Required task —
Can you copy the material word for word, from its first line through the line containing "335), (640, 363)]", with both of those lines included?

Data excerpts —
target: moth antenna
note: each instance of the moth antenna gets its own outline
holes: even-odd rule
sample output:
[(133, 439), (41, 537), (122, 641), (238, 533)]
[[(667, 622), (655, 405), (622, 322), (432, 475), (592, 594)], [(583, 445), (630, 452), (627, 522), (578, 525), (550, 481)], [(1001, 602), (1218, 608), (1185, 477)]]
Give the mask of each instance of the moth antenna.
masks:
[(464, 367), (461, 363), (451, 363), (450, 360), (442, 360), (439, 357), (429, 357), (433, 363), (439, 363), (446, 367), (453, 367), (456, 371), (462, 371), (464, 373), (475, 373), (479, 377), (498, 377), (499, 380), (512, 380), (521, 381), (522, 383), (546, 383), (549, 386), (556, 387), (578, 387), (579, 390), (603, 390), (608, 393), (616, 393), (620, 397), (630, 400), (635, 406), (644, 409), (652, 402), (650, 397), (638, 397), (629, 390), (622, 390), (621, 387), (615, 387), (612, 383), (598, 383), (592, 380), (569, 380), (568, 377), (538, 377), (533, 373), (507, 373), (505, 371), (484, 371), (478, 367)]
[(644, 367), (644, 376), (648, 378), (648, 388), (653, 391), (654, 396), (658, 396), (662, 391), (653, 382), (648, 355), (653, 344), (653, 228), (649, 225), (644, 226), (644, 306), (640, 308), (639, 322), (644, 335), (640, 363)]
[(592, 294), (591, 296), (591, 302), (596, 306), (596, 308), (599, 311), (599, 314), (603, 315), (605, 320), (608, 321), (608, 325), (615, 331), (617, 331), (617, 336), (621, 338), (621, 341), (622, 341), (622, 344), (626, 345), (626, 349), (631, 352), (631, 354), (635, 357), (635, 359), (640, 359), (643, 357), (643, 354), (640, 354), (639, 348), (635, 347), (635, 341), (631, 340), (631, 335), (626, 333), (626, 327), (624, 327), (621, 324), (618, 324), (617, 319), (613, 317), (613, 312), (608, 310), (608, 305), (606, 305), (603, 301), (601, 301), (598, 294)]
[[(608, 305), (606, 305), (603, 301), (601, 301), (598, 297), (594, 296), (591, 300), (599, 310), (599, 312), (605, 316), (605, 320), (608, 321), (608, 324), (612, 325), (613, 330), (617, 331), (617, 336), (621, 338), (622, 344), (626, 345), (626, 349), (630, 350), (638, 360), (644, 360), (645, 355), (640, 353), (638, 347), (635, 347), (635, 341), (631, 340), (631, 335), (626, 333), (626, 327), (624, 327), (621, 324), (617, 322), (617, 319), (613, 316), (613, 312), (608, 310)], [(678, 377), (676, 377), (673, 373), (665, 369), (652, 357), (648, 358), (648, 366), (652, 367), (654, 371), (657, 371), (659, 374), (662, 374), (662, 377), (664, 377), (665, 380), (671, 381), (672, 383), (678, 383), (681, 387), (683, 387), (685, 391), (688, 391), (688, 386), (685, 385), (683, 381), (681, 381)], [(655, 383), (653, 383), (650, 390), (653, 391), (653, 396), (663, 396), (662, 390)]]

Answer to the task —
target: moth antenna
note: each instance of the moth antenna gets its own outline
holes: even-odd rule
sample output:
[(133, 439), (41, 537), (122, 641), (238, 533)]
[[(667, 622), (655, 405), (622, 322), (432, 475), (592, 594)], [(583, 445), (630, 452), (627, 522), (578, 525), (550, 481)], [(1001, 602), (1218, 608), (1185, 477)]]
Give the mask of each instance of the moth antenna.
masks:
[(464, 367), (461, 363), (451, 363), (450, 360), (442, 360), (439, 357), (429, 357), (433, 363), (439, 363), (446, 367), (453, 367), (456, 371), (462, 371), (464, 373), (475, 373), (479, 377), (498, 377), (499, 380), (512, 380), (521, 381), (522, 383), (546, 383), (549, 386), (556, 387), (578, 387), (579, 390), (603, 390), (608, 393), (616, 393), (620, 397), (630, 400), (635, 406), (644, 409), (652, 402), (650, 397), (638, 397), (629, 390), (622, 390), (621, 387), (615, 387), (612, 383), (598, 383), (592, 380), (569, 380), (568, 377), (538, 377), (533, 373), (507, 373), (505, 371), (484, 371), (478, 367)]
[(644, 367), (644, 376), (648, 378), (648, 388), (653, 391), (654, 396), (658, 396), (662, 391), (653, 382), (648, 355), (653, 344), (653, 228), (649, 225), (644, 226), (644, 306), (640, 308), (639, 322), (644, 335), (640, 363)]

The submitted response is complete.